* _RECORDS SUPPLIED_:
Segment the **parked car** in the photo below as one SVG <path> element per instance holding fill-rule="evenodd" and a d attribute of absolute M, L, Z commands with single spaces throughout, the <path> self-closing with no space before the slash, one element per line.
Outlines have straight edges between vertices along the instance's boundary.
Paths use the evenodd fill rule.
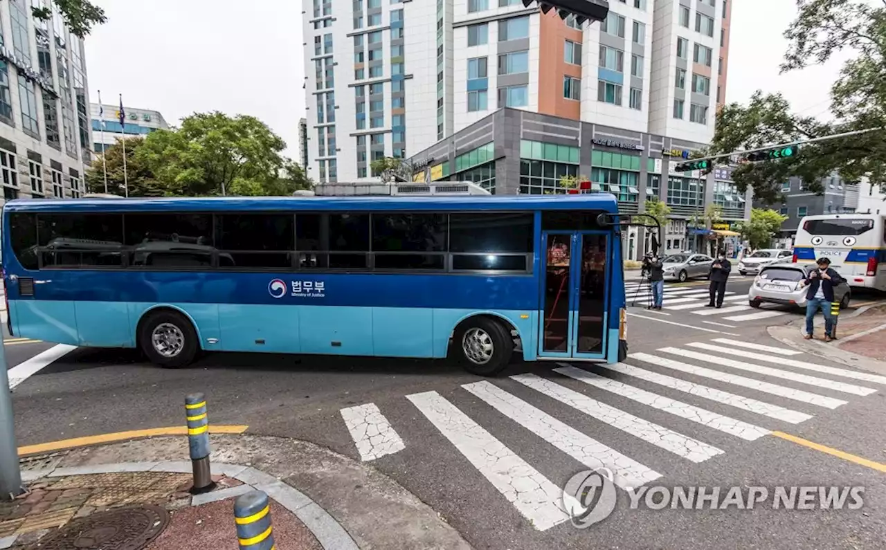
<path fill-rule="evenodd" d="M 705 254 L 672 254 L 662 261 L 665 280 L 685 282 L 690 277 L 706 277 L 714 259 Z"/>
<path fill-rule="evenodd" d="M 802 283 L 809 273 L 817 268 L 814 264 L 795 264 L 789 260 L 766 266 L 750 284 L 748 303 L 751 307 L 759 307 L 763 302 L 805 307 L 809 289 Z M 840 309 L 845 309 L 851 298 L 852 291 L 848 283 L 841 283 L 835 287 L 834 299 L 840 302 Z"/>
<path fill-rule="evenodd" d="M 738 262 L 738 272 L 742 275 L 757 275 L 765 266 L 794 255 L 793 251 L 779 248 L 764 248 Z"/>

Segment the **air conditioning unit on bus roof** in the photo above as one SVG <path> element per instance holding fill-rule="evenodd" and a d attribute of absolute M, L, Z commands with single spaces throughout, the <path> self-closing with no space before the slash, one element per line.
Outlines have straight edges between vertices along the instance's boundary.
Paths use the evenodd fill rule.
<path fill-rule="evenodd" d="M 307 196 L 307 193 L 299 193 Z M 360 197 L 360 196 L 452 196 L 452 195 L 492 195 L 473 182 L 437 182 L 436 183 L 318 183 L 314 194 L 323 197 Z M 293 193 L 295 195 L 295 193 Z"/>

* _TASK OBJECTIVE_: Retype the listing above line for line, without changing any characters, and leave out the picture.

* _ANSWER TO THIS PROBLEM_:
Segment the **parked car** in the photo below as one SVG <path> element per instance holding fill-rule="evenodd" and a d attribute of absolute M, L, Z commands with single spaces throughout, the <path> self-closing with no space before the slash, one element per line.
Outlines have straight edges between vertices along the instance's boundary.
Paths use the evenodd fill rule.
<path fill-rule="evenodd" d="M 705 254 L 672 254 L 662 261 L 665 280 L 685 282 L 690 277 L 706 277 L 714 259 Z"/>
<path fill-rule="evenodd" d="M 802 283 L 809 273 L 817 268 L 814 264 L 795 264 L 789 260 L 766 266 L 750 284 L 748 303 L 751 307 L 759 307 L 763 302 L 805 307 L 809 289 Z M 840 309 L 845 309 L 851 298 L 852 291 L 848 283 L 841 283 L 835 287 L 834 299 L 840 302 Z"/>
<path fill-rule="evenodd" d="M 738 262 L 738 272 L 742 275 L 757 275 L 765 266 L 794 255 L 793 251 L 779 248 L 764 248 Z"/>

Segment the **air conditioning unit on bus roof** in the photo above as one SVG <path> element per instance holding fill-rule="evenodd" and a d attribute of absolute M, L, Z commands with single spaces throughout, the <path> self-closing with no space before the slash, one element per line.
Outlines have straight edges between vertices along the instance's boundary.
Paths use the evenodd fill rule.
<path fill-rule="evenodd" d="M 307 196 L 307 193 L 299 193 Z M 360 197 L 360 196 L 452 196 L 452 195 L 492 195 L 473 182 L 437 182 L 436 183 L 318 183 L 314 194 L 323 197 Z M 293 193 L 295 195 L 295 193 Z"/>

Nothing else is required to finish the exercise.